* **Datenzeilen**

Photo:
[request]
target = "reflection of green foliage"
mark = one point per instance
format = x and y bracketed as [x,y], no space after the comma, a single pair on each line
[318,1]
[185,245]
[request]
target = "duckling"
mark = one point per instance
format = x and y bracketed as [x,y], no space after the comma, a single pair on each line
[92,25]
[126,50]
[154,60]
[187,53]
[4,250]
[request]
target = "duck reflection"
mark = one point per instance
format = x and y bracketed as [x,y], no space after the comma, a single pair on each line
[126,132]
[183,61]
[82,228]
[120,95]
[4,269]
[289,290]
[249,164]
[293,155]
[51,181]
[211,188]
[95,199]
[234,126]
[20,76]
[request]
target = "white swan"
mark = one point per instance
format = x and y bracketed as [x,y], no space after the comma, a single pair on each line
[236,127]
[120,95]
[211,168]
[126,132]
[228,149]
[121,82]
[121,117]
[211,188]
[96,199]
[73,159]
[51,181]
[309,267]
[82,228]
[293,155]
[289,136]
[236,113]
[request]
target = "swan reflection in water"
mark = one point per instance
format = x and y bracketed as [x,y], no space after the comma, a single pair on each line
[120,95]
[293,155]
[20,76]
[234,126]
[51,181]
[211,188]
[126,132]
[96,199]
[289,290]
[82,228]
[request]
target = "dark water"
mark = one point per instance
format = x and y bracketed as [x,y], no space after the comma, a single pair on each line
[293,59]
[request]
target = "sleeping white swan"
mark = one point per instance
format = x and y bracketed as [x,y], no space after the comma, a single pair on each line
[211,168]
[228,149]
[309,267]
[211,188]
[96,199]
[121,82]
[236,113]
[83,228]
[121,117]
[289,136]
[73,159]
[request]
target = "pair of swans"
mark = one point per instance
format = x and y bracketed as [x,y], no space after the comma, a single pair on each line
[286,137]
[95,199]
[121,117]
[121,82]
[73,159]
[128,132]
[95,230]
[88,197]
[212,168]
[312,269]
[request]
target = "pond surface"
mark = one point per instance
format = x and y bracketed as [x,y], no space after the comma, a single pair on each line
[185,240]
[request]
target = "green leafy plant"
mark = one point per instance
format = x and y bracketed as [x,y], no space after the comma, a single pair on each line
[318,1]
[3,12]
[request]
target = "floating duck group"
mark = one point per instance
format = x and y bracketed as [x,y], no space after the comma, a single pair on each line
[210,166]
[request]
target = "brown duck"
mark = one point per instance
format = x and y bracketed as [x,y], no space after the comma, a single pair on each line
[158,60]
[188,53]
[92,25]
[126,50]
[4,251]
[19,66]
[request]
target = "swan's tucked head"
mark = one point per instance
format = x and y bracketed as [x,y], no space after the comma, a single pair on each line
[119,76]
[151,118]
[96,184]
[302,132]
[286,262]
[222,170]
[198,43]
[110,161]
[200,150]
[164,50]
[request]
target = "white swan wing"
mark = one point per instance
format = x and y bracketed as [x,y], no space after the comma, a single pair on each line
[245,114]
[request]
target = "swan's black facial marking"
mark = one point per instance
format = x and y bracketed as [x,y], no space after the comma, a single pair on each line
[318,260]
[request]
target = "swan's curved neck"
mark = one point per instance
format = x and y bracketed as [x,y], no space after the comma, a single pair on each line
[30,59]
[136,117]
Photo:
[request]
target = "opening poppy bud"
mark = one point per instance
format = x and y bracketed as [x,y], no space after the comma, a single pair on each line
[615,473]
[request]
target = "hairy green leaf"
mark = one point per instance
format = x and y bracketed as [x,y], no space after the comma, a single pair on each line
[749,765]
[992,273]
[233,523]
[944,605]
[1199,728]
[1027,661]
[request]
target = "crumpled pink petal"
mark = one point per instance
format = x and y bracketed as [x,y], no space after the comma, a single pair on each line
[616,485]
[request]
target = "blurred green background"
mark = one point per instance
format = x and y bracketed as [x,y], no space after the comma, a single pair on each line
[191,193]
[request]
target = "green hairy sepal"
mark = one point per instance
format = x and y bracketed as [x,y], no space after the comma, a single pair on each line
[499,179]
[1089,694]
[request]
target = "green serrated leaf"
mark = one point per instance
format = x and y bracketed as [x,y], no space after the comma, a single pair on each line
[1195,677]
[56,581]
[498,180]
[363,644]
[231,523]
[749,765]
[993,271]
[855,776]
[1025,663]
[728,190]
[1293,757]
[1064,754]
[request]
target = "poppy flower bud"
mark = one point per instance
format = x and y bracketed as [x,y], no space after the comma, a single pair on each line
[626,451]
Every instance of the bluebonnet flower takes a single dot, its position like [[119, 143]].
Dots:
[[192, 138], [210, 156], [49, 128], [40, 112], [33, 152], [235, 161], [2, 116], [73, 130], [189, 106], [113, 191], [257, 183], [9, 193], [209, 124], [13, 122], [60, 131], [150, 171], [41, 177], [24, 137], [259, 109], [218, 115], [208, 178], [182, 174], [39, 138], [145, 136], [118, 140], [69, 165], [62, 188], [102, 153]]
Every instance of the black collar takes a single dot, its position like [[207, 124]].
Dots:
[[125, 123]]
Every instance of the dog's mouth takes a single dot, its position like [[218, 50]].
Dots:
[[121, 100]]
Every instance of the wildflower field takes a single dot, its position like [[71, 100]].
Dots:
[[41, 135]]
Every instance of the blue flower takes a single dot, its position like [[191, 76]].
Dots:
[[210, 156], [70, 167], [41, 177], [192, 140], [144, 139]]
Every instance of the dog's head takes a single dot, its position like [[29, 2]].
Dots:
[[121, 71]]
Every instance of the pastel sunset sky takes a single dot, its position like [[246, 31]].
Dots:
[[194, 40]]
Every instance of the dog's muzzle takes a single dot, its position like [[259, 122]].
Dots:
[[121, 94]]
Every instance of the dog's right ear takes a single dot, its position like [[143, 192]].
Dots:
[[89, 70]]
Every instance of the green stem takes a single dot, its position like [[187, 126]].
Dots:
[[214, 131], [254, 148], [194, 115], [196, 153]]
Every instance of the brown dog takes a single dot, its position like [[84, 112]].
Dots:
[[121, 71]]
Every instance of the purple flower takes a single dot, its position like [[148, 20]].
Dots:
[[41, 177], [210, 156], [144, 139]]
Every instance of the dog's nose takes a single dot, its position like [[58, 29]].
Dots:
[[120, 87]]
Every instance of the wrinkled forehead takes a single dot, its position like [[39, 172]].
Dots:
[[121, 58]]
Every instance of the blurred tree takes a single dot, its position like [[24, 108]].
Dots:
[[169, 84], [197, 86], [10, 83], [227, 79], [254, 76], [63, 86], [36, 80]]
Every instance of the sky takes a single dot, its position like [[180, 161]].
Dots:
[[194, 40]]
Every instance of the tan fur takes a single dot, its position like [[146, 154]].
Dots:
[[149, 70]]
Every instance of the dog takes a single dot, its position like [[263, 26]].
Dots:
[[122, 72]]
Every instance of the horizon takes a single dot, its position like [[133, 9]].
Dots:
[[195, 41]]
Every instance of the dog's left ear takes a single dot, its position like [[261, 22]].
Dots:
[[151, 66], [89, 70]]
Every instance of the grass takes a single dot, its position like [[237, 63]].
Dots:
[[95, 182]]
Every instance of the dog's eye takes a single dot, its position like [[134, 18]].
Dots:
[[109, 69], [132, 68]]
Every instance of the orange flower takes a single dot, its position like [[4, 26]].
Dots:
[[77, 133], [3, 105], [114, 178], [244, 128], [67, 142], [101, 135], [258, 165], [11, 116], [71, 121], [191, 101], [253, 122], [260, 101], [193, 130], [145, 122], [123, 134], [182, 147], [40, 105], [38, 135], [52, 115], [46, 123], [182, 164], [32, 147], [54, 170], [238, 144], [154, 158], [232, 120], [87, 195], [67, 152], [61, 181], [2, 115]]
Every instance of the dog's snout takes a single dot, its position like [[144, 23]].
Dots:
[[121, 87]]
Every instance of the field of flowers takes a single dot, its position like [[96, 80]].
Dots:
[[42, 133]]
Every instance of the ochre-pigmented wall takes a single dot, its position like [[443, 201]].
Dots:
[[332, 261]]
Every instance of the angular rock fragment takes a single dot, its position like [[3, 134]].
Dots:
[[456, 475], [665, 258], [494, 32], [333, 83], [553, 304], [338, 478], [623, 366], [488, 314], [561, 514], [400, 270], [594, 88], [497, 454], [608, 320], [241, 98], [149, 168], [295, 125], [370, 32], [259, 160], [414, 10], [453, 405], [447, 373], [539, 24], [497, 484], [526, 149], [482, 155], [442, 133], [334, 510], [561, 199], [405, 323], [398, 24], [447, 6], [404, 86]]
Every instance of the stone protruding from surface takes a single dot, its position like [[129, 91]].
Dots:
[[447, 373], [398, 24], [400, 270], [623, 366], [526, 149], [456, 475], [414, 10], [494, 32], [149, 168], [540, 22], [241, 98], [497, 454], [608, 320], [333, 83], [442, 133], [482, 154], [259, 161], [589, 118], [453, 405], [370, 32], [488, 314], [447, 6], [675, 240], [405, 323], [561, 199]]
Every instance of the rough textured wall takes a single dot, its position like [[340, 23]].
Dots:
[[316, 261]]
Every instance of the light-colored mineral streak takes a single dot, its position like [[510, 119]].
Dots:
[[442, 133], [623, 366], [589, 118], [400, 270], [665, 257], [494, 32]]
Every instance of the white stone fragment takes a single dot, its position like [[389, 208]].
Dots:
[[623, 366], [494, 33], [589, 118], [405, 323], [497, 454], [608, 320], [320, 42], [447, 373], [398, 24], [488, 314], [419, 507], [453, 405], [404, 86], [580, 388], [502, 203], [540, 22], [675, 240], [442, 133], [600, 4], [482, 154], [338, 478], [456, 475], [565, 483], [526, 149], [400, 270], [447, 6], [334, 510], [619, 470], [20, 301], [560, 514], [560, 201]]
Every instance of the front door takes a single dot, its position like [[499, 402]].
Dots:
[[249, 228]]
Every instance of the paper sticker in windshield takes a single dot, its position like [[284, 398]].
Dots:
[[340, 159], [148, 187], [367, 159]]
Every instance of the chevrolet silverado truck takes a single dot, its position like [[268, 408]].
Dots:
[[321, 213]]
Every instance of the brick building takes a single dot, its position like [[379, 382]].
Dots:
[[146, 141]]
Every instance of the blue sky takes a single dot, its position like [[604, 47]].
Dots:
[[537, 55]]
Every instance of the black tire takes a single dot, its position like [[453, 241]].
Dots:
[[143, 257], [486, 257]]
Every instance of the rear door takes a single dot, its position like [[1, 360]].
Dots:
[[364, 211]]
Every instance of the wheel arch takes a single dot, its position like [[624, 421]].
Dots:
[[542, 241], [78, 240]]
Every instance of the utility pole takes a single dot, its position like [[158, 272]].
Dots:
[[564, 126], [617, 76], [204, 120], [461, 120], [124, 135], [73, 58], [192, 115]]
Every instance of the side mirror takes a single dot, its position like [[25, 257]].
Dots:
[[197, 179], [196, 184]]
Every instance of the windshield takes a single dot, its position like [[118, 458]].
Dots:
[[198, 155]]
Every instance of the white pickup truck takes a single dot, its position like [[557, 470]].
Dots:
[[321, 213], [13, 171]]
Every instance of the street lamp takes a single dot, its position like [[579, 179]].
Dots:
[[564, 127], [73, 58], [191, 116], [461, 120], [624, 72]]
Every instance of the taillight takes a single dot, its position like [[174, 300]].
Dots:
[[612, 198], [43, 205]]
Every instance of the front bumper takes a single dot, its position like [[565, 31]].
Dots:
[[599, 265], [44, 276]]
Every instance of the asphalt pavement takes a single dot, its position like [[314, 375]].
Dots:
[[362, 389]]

* **Arbeitsauftrag**
Gib den Teil des Materials unverändert wieder, der mit der Zeile mit „Every instance of the chevrolet“ beginnt und mit der Zeile mit „58], [192, 115]]“ endet. Beide Grenzzeilen gehören dazu.

* **Richtiges Ergebnis**
Every instance of the chevrolet silverado truck takes a single dot, its position like [[268, 408]].
Dots:
[[321, 213]]
Every instance of the brick building takes a single dot, its position like [[379, 382]].
Dots:
[[146, 141]]
Every instance of the blue sky takes a single dot, its position like [[604, 47]].
Dots:
[[537, 55]]
Every instance of the black tire takes a single dot, its position like [[453, 241]].
Dots:
[[143, 257], [486, 257]]
Every instance of the rear door takes a single dot, its position like [[1, 360]].
Dots:
[[364, 211]]
Every instance of the wheel arch takes a single dot, its position like [[624, 421]].
Dots:
[[542, 241], [78, 240]]
Every instance of the utility pole takes a single dot, its position like [[158, 272]].
Dots:
[[564, 126], [617, 76], [204, 120], [461, 120], [124, 135], [73, 58], [192, 115]]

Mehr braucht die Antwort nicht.